At length, in sheer despair, the Gladstone Cabinet sent a very notable and illustrious Englishman, whose name will live in history as long as the world shall last, into the Soudan, on a solitary mission, the success of which was, absolutely dependent on the unique genius and remarkable mental power of one man. General Gordon was a wonderful man, and the Liberals hoped that he would effect wonderful things. So he would have done, in all probability, had he been adequately supported, but the fatuous policy of the English Government was still pursued, and the voice of Birmingham was allowed to make itself heard above the Imperial voice of an Empire upon which the sun was said never to set.

· · · · ·

State whether each statement agrees with the passage on General Gordon, answering yes or no and quoting the words from the passage that decide it. (a) Gordon was sent into the Soudan on a solitary mission. (b) The passage says Gordon received adequate support. (c) The Liberals hoped Gordon would effect wonderful things.

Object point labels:
· · · · ·

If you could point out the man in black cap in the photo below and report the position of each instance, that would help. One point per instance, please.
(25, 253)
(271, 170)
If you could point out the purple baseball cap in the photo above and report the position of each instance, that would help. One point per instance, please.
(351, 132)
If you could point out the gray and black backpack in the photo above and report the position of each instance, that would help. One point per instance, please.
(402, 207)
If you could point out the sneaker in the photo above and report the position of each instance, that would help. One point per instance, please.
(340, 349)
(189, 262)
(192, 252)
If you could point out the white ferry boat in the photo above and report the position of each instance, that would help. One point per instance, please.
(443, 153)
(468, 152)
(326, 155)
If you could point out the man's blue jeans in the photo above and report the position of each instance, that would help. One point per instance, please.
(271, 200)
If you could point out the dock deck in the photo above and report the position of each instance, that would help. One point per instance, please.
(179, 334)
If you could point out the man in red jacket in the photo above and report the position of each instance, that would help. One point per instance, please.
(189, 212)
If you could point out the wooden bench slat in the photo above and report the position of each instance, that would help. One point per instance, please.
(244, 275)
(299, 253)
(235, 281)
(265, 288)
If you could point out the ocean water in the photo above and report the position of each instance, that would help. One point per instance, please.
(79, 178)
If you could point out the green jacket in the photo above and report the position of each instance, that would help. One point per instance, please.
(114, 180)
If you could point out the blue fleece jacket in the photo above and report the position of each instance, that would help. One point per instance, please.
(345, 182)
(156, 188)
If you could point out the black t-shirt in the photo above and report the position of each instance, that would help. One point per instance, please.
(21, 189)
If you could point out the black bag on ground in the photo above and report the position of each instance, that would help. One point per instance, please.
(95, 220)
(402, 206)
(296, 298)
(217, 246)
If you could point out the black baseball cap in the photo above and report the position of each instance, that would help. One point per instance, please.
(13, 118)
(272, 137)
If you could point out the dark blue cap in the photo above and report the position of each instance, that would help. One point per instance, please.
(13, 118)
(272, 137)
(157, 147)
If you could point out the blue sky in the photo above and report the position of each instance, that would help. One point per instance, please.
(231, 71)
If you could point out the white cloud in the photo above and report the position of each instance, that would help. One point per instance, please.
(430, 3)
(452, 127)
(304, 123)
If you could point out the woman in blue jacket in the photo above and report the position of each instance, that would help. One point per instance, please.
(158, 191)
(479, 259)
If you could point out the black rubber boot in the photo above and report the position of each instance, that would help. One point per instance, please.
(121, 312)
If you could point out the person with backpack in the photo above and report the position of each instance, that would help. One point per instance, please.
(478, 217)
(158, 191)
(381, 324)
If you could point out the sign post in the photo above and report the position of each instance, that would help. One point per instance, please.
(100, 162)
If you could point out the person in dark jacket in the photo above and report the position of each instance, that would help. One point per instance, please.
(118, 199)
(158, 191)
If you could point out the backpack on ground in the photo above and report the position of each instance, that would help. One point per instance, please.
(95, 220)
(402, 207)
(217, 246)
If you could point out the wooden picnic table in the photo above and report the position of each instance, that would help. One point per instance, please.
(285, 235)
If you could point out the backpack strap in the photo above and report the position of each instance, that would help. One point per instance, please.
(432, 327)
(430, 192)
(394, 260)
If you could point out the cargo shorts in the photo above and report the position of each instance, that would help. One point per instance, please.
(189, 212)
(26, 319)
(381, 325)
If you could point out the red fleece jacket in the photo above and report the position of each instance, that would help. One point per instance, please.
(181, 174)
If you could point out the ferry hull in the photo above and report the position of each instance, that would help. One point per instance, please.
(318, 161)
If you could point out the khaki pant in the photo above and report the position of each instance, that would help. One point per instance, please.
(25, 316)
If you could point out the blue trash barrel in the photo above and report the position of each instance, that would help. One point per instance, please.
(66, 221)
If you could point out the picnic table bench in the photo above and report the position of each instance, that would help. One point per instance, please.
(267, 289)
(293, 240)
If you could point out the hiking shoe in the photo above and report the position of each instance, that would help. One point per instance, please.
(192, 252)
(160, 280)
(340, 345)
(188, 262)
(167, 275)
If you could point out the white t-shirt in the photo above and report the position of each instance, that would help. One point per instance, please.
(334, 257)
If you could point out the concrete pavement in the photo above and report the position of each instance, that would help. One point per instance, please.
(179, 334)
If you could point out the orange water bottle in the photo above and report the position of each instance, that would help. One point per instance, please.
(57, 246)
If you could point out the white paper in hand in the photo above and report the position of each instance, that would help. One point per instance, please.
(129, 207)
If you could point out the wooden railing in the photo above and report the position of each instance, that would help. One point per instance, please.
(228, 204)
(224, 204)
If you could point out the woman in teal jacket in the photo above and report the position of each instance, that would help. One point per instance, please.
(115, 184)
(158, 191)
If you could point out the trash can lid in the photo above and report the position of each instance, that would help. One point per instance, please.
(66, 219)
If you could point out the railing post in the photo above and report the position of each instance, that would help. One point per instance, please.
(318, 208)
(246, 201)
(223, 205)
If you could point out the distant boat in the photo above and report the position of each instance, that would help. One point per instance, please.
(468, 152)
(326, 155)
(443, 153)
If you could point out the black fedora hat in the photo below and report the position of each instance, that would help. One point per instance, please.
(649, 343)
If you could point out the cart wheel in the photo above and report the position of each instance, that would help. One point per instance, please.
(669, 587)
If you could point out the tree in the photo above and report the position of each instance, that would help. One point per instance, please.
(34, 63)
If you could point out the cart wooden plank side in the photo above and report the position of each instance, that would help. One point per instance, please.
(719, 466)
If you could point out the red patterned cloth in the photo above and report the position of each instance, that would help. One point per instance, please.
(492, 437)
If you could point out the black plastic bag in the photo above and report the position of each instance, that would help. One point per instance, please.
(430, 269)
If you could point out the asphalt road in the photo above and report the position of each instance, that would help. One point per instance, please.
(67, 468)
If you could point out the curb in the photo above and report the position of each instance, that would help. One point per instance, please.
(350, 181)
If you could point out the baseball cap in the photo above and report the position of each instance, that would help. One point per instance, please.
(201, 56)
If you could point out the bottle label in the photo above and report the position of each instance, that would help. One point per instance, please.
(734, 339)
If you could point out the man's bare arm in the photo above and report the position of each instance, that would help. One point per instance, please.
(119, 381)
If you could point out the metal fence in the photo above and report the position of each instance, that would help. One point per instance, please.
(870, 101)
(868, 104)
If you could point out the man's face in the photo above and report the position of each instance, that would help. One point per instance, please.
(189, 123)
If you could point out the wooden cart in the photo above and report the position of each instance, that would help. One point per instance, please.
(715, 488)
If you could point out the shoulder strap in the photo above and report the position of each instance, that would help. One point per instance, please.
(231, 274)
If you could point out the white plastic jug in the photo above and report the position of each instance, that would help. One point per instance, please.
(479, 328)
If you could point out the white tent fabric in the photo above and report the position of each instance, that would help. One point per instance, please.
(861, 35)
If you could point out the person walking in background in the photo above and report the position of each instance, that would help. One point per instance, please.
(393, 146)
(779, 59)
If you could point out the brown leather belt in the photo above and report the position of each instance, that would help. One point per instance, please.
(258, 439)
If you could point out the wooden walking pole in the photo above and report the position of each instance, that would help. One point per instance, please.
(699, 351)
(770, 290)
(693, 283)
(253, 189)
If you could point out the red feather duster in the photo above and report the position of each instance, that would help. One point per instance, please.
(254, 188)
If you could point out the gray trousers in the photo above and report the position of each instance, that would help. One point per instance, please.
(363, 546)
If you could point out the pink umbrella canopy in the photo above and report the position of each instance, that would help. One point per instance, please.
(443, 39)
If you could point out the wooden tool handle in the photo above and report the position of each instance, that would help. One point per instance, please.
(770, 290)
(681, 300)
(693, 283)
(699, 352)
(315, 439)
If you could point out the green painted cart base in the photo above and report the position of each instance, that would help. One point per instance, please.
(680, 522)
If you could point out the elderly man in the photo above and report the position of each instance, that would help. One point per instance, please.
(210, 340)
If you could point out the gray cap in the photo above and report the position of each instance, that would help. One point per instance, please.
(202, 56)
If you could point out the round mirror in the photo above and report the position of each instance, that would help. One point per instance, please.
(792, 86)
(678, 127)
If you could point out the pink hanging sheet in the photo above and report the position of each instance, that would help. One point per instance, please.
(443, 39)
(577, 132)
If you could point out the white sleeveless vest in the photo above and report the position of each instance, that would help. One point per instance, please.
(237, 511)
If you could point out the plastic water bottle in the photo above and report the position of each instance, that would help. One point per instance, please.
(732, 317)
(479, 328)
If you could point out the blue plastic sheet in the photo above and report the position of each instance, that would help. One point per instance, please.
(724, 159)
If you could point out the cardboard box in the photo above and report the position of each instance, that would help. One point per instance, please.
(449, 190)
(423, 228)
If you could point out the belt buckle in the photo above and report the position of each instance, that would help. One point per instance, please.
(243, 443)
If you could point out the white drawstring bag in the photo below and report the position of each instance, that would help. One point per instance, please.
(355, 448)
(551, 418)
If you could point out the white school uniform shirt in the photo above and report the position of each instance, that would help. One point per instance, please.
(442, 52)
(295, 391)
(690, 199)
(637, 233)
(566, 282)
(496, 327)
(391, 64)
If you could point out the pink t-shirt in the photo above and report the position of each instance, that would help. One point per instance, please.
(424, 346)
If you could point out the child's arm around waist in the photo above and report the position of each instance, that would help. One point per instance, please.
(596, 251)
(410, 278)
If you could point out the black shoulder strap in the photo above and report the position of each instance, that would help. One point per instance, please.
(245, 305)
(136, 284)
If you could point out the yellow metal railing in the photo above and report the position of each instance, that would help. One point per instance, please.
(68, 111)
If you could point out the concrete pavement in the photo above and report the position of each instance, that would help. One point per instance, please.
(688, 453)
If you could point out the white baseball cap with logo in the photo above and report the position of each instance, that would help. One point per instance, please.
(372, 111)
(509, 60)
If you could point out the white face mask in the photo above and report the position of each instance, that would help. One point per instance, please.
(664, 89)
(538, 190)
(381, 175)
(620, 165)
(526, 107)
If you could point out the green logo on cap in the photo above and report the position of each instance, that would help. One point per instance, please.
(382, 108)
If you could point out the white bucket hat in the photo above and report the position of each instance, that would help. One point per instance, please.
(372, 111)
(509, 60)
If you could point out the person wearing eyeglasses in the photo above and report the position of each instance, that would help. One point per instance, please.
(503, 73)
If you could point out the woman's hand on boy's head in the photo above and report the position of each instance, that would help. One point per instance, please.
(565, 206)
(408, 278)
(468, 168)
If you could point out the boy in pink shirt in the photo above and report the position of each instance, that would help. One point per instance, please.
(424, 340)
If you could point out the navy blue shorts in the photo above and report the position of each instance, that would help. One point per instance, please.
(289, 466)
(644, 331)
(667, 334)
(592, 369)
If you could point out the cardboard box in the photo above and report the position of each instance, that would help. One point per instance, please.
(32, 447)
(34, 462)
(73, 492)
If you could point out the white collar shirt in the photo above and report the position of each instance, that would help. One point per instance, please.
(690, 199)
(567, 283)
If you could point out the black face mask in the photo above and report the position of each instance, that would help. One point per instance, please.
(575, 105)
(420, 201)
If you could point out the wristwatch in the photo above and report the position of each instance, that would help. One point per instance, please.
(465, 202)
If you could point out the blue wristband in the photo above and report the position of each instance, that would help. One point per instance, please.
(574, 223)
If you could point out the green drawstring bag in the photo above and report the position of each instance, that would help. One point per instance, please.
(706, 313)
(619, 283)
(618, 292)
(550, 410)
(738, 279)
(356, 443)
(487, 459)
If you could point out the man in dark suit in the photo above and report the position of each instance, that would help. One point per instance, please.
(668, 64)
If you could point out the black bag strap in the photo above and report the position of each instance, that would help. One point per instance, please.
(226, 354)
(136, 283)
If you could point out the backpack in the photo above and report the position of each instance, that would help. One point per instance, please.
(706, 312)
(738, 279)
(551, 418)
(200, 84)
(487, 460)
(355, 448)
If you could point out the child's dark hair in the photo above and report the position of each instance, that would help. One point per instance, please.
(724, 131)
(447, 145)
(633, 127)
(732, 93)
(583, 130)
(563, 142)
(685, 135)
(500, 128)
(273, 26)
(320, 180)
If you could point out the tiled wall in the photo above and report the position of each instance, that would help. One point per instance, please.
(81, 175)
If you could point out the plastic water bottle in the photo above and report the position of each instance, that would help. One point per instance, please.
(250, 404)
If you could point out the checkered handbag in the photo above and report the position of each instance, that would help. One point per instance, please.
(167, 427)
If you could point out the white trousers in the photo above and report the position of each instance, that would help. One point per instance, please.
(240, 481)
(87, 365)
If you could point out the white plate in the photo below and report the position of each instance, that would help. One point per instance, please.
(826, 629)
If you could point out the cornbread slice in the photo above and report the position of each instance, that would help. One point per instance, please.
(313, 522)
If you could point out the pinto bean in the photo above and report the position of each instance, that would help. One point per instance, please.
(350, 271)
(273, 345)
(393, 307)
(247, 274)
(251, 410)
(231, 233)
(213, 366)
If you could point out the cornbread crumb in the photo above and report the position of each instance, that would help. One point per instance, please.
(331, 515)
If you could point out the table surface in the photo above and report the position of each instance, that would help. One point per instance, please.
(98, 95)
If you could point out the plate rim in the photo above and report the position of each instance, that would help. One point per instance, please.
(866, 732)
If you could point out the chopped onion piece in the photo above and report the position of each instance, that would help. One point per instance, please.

· · · · ·

→ Written solution:
(a) Yes: "into the Soudan, on a solitary mission"
(b) No: "had he been adequately supported, but the fatuous policy of the English Government was still pursued"
(c) Yes: "the Liberals hoped that he would effect wonderful things"